THE EXERCISE: Lay out each nonblank line of the data below as a row of a Markdown table with the columns "Row" and "Line".

(Point placement records)
/---

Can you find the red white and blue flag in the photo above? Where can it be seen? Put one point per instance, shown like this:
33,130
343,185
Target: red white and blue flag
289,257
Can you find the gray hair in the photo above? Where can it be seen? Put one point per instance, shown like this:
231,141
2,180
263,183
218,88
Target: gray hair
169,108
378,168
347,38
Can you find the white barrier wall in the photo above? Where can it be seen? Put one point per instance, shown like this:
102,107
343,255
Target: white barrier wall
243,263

\---

OUTPUT OF THE EXERCISE:
| Row | Line |
|---|---|
| 1 | Can you find the red white and blue flag in the photo above? Where can it be seen? Put one point per instance, shown like this: |
| 2 | 33,130 |
| 3 | 343,185 |
| 4 | Target: red white and blue flag |
| 5 | 289,257 |
| 6 | Can you find the gray hair in the photo above? Where can it be seen? Put one point per instance, shown like this: |
| 7 | 231,141 |
| 8 | 2,180 |
| 9 | 263,183 |
| 10 | 218,88 |
| 11 | Target: gray hair |
| 12 | 169,108 |
| 13 | 378,168 |
| 14 | 347,38 |
| 15 | Can you find the white barrier wall in the photo above? Where can it be seen? Put one point per instance, shown like this: |
| 16 | 102,107 |
| 17 | 343,255 |
| 18 | Target: white barrier wall |
| 19 | 243,263 |